DATA EXTRACT:
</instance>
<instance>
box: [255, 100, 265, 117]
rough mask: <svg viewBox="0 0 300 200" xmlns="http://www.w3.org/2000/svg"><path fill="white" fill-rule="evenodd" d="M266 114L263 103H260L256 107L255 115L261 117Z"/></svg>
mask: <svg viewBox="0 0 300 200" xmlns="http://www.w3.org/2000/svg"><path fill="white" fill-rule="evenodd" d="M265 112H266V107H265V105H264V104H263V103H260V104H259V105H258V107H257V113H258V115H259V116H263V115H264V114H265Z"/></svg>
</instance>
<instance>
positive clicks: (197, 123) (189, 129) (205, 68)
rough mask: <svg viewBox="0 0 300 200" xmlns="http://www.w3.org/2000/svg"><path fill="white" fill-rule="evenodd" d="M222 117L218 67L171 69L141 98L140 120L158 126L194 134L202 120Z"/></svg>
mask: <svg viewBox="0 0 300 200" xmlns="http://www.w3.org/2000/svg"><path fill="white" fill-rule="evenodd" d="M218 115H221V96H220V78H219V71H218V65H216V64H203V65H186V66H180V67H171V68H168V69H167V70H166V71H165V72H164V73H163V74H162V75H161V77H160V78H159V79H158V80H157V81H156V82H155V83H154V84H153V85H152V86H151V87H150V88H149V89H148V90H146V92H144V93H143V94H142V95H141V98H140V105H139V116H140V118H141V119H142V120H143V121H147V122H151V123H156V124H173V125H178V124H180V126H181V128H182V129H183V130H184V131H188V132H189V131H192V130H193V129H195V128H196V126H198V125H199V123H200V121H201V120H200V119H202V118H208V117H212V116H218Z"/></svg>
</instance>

HOW TO COMPLETE THIS TASK: After reading the listing, copy it out exactly and in full.

OUTPUT OF THE EXERCISE:
</instance>
<instance>
box: [255, 100, 265, 117]
rough mask: <svg viewBox="0 0 300 200" xmlns="http://www.w3.org/2000/svg"><path fill="white" fill-rule="evenodd" d="M266 114L263 103H260L256 107L255 115L261 117Z"/></svg>
mask: <svg viewBox="0 0 300 200" xmlns="http://www.w3.org/2000/svg"><path fill="white" fill-rule="evenodd" d="M265 112H266V107H265V105H264V104H263V103H260V104H259V105H258V107H257V113H258V115H259V116H263V115H264V114H265Z"/></svg>
</instance>
<instance>
positive clicks: (197, 123) (189, 129) (205, 68)
rough mask: <svg viewBox="0 0 300 200" xmlns="http://www.w3.org/2000/svg"><path fill="white" fill-rule="evenodd" d="M222 117L218 67L171 69L141 98L140 120L158 126L194 134L202 120Z"/></svg>
mask: <svg viewBox="0 0 300 200" xmlns="http://www.w3.org/2000/svg"><path fill="white" fill-rule="evenodd" d="M218 115H221V96H220V78H219V71H218V65H216V64H203V65H186V66H180V67H171V68H168V69H167V70H166V71H165V72H164V73H163V74H162V75H161V77H160V78H159V79H158V80H157V81H156V82H155V83H154V84H153V85H152V86H151V87H150V88H149V89H148V90H146V92H144V93H143V94H142V95H141V98H140V105H139V116H140V118H141V119H142V120H143V121H147V122H151V123H156V124H173V125H178V124H180V126H181V128H182V129H183V130H184V131H188V132H189V131H192V130H193V129H195V128H196V126H198V125H199V123H200V121H201V120H200V119H202V118H208V117H212V116H218Z"/></svg>
</instance>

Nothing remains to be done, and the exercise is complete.